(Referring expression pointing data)
______

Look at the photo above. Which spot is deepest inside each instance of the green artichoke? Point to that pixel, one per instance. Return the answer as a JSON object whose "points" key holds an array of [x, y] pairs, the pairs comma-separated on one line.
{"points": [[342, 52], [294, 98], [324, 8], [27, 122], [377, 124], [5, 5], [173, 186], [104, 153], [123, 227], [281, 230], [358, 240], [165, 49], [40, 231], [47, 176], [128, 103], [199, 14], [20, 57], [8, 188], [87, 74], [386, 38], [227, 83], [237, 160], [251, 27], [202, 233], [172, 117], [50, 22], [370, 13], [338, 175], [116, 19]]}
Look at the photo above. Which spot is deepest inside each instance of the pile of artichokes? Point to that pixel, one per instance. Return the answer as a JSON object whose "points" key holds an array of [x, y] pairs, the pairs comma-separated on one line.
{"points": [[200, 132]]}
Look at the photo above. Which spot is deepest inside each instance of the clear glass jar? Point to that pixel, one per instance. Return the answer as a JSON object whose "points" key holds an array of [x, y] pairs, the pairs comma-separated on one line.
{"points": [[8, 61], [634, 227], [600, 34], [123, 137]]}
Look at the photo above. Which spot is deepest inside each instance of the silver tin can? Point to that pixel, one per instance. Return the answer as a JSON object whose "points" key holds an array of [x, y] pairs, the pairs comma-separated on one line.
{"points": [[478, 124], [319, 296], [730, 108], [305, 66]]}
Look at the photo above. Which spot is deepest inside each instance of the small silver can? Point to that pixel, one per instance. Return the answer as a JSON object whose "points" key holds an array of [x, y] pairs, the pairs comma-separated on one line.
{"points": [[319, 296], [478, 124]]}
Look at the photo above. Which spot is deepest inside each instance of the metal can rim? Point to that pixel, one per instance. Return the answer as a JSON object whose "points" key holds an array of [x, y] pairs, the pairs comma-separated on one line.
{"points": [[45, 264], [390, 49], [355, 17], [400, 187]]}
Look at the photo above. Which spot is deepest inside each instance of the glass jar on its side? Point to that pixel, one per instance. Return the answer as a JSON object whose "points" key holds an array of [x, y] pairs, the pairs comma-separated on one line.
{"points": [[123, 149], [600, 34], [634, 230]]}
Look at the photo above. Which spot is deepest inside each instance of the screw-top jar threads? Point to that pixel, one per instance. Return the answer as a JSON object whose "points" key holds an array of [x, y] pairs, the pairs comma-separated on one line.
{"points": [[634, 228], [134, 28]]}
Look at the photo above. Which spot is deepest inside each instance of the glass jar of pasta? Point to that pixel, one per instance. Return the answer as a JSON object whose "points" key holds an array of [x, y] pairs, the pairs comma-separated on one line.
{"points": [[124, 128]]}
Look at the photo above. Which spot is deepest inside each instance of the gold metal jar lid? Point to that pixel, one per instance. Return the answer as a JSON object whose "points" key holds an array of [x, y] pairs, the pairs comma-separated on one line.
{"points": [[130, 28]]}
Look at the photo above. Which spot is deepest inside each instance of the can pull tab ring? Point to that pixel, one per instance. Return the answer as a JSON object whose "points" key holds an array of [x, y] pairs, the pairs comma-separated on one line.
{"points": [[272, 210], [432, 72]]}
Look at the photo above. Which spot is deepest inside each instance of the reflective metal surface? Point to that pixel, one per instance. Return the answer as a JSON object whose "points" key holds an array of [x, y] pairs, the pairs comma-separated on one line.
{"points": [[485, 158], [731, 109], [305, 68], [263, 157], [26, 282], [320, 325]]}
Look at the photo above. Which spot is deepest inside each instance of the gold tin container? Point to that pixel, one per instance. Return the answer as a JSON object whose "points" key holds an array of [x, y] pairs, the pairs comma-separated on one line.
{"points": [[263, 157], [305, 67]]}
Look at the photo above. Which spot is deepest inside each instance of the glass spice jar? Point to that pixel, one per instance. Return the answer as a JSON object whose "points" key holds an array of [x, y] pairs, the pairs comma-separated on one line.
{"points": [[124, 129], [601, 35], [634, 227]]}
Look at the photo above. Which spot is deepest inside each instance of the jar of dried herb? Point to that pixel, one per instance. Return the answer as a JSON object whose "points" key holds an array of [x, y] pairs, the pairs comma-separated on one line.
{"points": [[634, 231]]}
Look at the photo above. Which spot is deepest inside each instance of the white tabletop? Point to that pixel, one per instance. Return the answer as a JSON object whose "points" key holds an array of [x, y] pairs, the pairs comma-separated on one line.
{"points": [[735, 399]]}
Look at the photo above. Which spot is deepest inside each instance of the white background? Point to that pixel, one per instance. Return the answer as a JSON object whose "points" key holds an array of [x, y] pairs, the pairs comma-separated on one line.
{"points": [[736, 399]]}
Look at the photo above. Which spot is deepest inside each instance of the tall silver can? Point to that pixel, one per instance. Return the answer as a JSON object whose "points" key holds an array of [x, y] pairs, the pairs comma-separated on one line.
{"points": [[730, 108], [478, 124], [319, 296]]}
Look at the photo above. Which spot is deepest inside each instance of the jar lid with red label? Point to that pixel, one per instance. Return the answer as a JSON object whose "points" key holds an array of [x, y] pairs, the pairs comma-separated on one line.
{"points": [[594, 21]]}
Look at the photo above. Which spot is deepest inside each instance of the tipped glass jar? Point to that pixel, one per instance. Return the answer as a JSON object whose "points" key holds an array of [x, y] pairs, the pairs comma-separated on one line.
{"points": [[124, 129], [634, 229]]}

______

* The problem *
Please write out every line of the data exactly.

* Task response *
Look at the photo above. Which spot is deepest inside each instance of the green artichoke? Point to that pixel, one per instance. Return the answer as a JSON object whose "points" key holds an array of [x, y] pairs, the pairs comma-separated on one line.
{"points": [[342, 52], [294, 98], [324, 8], [27, 122], [377, 124], [5, 5], [173, 186], [104, 153], [123, 227], [281, 230], [358, 240], [165, 49], [40, 231], [47, 176], [128, 103], [199, 14], [20, 57], [8, 188], [87, 74], [386, 38], [227, 83], [237, 160], [251, 27], [202, 233], [172, 117], [50, 22], [370, 13], [338, 175], [116, 19]]}
Look at the photo above. Which spot is deepest inside each instance of the pile of artichokes? Point to that pixel, one per instance. Return the answer as a JSON object whose "points" key holds an array of [x, y] pairs, the pairs comma-separated on one line.
{"points": [[200, 132]]}
Look at the photo above. Which spot is deepest inside each instance of the clear glass jar? Point to that pixel, one per instance. Return the answer as a JSON object whose "points" key holds an array of [x, y] pairs, the pairs comma-separated on one line.
{"points": [[8, 61], [634, 227], [600, 34], [123, 137]]}
Look at the photo above. Which spot is deepest inside each instance of the silver tin can? Point to that pixel, one per instance. Return the answer as a JSON object whose "points" key holds an array of [x, y] pairs, the pairs comma-separated on one line.
{"points": [[478, 124], [319, 296], [730, 108], [305, 66]]}
Look at the photo above. Which spot is deepest inside each instance of the small silver can? Point to that pixel, one per instance. Return the answer as a JSON object whose "points" key holds an array of [x, y] pairs, the pairs comma-separated on one line.
{"points": [[319, 296], [478, 124]]}
Look at the photo above. Which spot is deepest inside each instance of the metal can rim? Point to that pixel, one per instance. Return the answer as a JSON object whose "points" key holds an array of [x, y] pairs, the pairs comma-separated on one line.
{"points": [[45, 264], [390, 49], [355, 17], [400, 187]]}
Look at the photo above. Which spot is deepest inside each instance of the glass jar on its side? Point to that pixel, one per instance. Return the answer as a JSON object whose "points" key holds an array of [x, y] pairs, the pairs comma-separated on one line.
{"points": [[123, 149], [600, 34], [634, 230]]}
Look at the photo above. Which spot is deepest inside each instance of the screw-top jar threads? Point to that pixel, one per instance. Return the answer as a JSON object whose "points" key holds an array of [x, y] pairs, the pairs comma-separated on one line.
{"points": [[634, 228], [134, 28]]}
Look at the photo above. Which spot is deepest inside each instance of the glass jar of pasta? Point to that pixel, one per instance. Return the answer as a JSON object whose "points" key holds an array of [x, y] pairs, the pairs comma-separated on one line.
{"points": [[124, 128]]}
Look at the photo above. Which spot is deepest inside each instance of the gold metal jar lid? Point to that pixel, one per instance. Return the answer as a JSON object whose "points" key holds an array of [x, y] pairs, the pairs comma-separated on one line.
{"points": [[130, 28]]}
Look at the photo above. Which spot is deepest inside each instance of the can pull tab ring? Point to that pixel, one per instance. Return the answer as a JSON object whose "points" key holds an array of [x, y] pairs, the pairs comma-separated on one line.
{"points": [[272, 210], [432, 72]]}
Look at the photo above. Which spot is deepest inside each instance of the reflective metal surface? Point to that pixel, one per instance. Return the answer as a JSON object whose "points" key holds an array of [x, y] pairs, the pairs comma-separated on one line.
{"points": [[485, 158], [731, 109], [305, 68], [263, 157], [26, 282], [320, 325]]}
Look at the photo above. Which spot is deepest inside each instance of the gold tin container? Point to that pixel, one per instance. Return the answer as a JSON object whose "points" key holds an array of [x, y] pairs, the pairs comma-separated on one line.
{"points": [[263, 157], [305, 67]]}
Look at the photo above. Which spot is deepest inside each instance of the glass spice jar? Point to that pixel, one per instance. Return the answer as a JSON object whose "points" key holds an array of [x, y] pairs, the pairs comma-separated on one line.
{"points": [[124, 129], [601, 35], [634, 227]]}
Look at the photo above. Which spot is deepest inside each instance of the jar of dried herb? Point to that pixel, one per instance. Return the answer as a JSON object whose "points" key holds an array of [x, y] pairs, the pairs comma-separated on one line.
{"points": [[634, 231]]}
Look at the photo above. Which spot is deepest inside each instance of the white tabletop? Point to that pixel, one per instance. Return the answer as a JSON object whose "points" key holds an array of [x, y] pairs, the pairs comma-separated on one line.
{"points": [[735, 399]]}
Look at the photo above. Which spot is deepest inside each instance of the white background? Point to that pixel, one per instance. Return the answer as a JSON object whose "points" key holds an array of [x, y] pairs, the pairs comma-separated on one line.
{"points": [[736, 399]]}
Look at the photo above. Which spot is deepest inside each instance of the tall silver can? Point to that pixel, one per instance. Return the answer as a JSON object whose "points" key holds an array of [x, y] pairs, the pairs comma-separated on one line.
{"points": [[730, 108], [478, 124], [319, 296]]}
Look at the photo above. Which spot is deepest inside each instance of the jar lid with red label? Point to that pixel, one per instance. Return the answer as a JSON object whose "points" key holds an array of [x, y] pairs, the pairs comma-separated on one line.
{"points": [[594, 21]]}
Look at the photo above. Which spot is deepest inside each instance of the tipped glass jar? Point to that pixel, one per instance. Return the answer as a JSON object whose "points" key holds an array of [x, y] pairs, the pairs comma-separated on one line.
{"points": [[124, 129], [634, 229]]}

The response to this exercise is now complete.